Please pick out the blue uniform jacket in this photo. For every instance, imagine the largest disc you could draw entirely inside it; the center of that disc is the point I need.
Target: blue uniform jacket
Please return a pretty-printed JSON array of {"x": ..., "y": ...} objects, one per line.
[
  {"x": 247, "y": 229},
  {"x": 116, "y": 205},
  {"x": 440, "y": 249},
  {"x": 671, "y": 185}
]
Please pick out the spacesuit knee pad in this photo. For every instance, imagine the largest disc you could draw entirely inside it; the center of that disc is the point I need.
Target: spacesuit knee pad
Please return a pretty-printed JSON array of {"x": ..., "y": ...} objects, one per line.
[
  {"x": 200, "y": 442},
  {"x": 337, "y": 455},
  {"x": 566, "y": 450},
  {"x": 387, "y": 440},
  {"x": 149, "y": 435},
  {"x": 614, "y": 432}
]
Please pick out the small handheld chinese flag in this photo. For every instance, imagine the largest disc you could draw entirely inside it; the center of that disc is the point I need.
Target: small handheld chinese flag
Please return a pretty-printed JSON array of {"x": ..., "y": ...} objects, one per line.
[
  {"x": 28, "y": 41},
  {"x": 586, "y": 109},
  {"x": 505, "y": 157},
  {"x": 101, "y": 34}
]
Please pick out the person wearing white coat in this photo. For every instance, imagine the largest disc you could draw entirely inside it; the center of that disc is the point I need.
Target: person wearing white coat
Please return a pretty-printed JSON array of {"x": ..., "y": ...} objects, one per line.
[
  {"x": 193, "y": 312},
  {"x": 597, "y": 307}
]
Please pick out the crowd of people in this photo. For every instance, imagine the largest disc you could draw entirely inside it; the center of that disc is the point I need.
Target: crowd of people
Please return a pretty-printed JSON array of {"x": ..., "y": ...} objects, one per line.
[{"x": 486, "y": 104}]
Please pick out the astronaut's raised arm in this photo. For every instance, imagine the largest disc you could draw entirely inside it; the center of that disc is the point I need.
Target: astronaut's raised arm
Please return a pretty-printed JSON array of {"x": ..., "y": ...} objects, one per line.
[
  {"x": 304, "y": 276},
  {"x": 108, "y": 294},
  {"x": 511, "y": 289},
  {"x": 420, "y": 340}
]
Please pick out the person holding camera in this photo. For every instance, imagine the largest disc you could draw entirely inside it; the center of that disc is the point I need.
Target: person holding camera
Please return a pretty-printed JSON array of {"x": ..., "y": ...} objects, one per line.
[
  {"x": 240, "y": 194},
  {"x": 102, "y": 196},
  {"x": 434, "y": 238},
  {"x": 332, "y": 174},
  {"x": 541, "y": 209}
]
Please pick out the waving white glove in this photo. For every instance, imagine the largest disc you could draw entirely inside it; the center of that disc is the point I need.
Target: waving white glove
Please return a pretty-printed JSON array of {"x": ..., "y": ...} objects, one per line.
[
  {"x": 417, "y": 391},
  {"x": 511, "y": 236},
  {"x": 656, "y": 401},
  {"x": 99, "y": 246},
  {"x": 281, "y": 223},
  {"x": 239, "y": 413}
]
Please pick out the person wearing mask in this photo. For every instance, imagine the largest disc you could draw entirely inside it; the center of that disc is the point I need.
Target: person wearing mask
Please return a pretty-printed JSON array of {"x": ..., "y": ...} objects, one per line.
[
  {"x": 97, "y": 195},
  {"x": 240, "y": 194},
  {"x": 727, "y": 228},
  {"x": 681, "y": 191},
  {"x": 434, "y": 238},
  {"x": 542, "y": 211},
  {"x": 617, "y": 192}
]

──────────

■ **WORK TASK**
Write out exactly, please, the lines beginning at the start of the material and ending with the line that holds "Target: blue uniform jacket", both included.

■ **WRITTEN RESPONSE**
Please pick out the blue uniform jacket in this photo. For every instance, imagine the largest disc you could draw entirely inside it; the center of that disc is the point I need.
Target: blue uniform jacket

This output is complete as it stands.